** Text excerpt **
The systems and methods described herein can automatically configure an optimal microphone and/or camera configuration for the particular physical configuration of an environment, resulting in an improved experience for conferencing session participants. Remote far end participants of a conferencing session may particularly benefit from the systems and methods described herein due to the more accurate and optimal audio, image, and/or video capture of talkers in the local environment.
As used herein, the terms “lobe” and “microphone lobe” refer to an audio beam generated by a given microphone array (or array microphone) to pick up audio signals at a select location, such as the location towards which the lobe is directed. While the techniques disclosed herein are described with reference to microphone lobes generated by array microphones, the same or similar techniques may be utilized with other forms or types of microphone coverage (e.g., a cardioid pattern, etc.) and/or with microphones that are not array microphones (e.g., a handheld microphone, boundary microphone, lavalier microphones, etc.). Thus, the term “lobe” is intended to cover any type of audio beam or coverage.
The camera controller 106 may select which of the cameras 110a, . . . , z to utilize for capturing images and/or video of a particular location, e.g., where an active talker is located. The selection by the camera controller 106 of the camera 110a, . . . , z to utilize may be based on one or more received locations of a talker, for example. The camera controller 106 may provide appropriate signals to the cameras 110a, . . . , z to cause the cameras 110a, . . . , z to move and/or zoom, for example. In some embodiments, the camera controller 106 and one or more of the cameras 110a, . . . , z may be integrated together. In other embodiments, the camera controller 106 can be part of one or more microphone arrays 102a, . . . , z and/or the aggregator unit 104. The components of the system 100 may be in wired and/or wireless communication with the other components of the system 100. The environment where the conferencing system 100 is located may include a flexibly configurable space such as, for example, a conference room, boardroom, classroom, meeting room, huddle room, office, theatre, arena, auditorium, music venue, etc.

** Information provided **
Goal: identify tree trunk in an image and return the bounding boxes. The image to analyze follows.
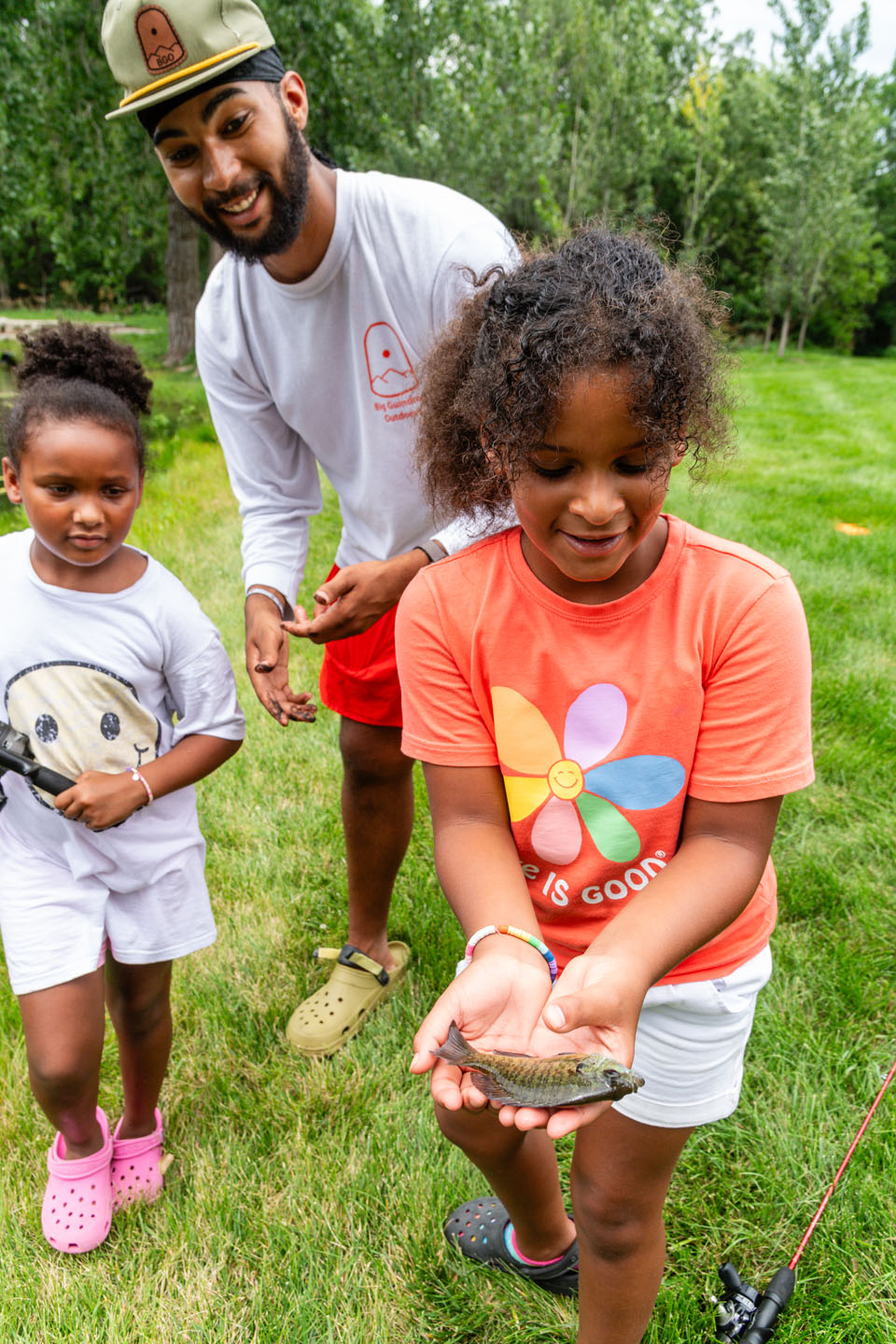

** Short exercise 1 **
Would you output the conferencing-system text between "The systems and methods described herein can" and "the local environment.", inclusive?
** Short exercise 2 **
Do these statements agree with the conferencing-system text? Answer yes or no for each, quoting the text's deciding words exactly.
(a) The camera controller can be part of the aggregator unit.
(b) The term "lobe" covers only beams produced by array microphones.
(c) A classroom is one possible environment for the conferencing system.
** Short exercise 3 **
What comes next in the conferencing-system text after its final sentence? Supply the following part.

** Final answer 1 **
The systems and methods described herein can automatically configure an optimal microphone and/or camera configuration for the particular physical configuration of an environment, resulting in an improved experience for conferencing session participants. Remote far end participants of a conferencing session may particularly benefit from the systems and methods described herein due to the more accurate and optimal audio, image, and/or video capture of talkers in the local environment.

** Final answer 2 **
(a) Yes: "the camera controller 106 can be part of one or more microphone arrays 102a, . . . , z and/or the aggregator unit 104."
(b) No: "Thus, the term “lobe” is intended to cover any type of audio beam or coverage."
(c) Yes: "a flexibly configurable space such as, for example, a conference room, boardroom, classroom, meeting room"

** Final answer 3 **
The microphone arrays 102a, . . . , z may detect and capture sounds from audio sources within an environment. Such sounds may include desired sounds (e.g., human talkers or speakers) and/or undesired sounds (e.g., background noise, spurious noise, non-human noise, non-voice human noise, and/or unwanted human voice). The microphone arrays 102a, . . . , z may be capable of forming one or more pickup patterns with lobes that can be steered to sense audio in particular locations within the environment. The microphone arrays 102a, . . . , z may communicate with the camera controller 106 and/or the cameras 110a, . . . , z via a suitable application programming interface (API).
The cameras 110a, . . . , z may capture still images and/or video of the environment where the conferencing system 100 is located. In some embodiments, any of the cameras 110a, . . . , z may be a standalone camera, and in other embodiments, any of the cameras 110a, . . . , z may be a component of an electronic device, e.g., smartphone, tablet, etc. Any of the cameras 110a, . . . , z may be a pan-tilt-zoom (PTZ) camera that can physically move and zoom to capture desired images and video, or may be a virtual PTZ camera that can digitally crop and zoom images and videos into one or more desired portions.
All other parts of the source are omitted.